Stored data below:

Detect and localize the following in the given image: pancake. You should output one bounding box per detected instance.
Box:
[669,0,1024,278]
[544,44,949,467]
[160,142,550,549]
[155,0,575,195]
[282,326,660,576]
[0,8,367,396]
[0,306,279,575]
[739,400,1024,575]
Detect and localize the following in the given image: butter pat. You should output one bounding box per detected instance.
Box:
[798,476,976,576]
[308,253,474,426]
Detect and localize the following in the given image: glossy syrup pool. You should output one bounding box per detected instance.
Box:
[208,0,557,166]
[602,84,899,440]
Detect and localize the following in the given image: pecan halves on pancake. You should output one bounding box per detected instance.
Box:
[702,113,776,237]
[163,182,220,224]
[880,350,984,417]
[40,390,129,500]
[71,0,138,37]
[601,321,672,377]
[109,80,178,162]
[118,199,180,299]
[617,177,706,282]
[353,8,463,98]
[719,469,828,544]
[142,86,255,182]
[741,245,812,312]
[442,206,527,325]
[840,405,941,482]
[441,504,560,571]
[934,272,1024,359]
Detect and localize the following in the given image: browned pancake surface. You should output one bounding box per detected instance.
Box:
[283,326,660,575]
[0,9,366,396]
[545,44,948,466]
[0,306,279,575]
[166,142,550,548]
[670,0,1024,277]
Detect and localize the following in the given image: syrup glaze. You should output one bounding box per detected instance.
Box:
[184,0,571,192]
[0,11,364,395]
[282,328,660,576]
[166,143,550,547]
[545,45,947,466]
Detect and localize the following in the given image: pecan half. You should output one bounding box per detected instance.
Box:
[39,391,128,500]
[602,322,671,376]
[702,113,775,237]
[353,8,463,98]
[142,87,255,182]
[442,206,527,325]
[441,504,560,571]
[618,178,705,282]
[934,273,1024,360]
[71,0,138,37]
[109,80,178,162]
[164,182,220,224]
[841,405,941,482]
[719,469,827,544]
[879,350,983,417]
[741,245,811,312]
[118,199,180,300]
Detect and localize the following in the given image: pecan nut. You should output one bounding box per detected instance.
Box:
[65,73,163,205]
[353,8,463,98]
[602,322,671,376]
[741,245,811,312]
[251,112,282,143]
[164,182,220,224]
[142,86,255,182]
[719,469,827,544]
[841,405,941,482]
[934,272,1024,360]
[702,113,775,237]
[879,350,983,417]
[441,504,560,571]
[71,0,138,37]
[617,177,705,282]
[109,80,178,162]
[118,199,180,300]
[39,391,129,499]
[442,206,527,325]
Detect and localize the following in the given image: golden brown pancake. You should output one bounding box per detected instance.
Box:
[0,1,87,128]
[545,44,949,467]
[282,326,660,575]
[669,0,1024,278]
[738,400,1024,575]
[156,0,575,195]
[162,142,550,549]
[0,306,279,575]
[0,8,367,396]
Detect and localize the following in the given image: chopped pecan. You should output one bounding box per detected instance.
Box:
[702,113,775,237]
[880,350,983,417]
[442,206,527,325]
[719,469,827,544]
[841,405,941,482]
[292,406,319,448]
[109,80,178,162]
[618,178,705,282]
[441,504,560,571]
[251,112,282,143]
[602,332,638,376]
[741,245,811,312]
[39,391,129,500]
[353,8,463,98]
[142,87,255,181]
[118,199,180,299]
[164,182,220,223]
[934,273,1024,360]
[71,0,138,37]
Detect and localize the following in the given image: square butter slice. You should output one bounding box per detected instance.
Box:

End of Stored data.

Work instruction: Determine the number of lines above holding the string "syrup". Reply with it and nothing more.

Answer box: 2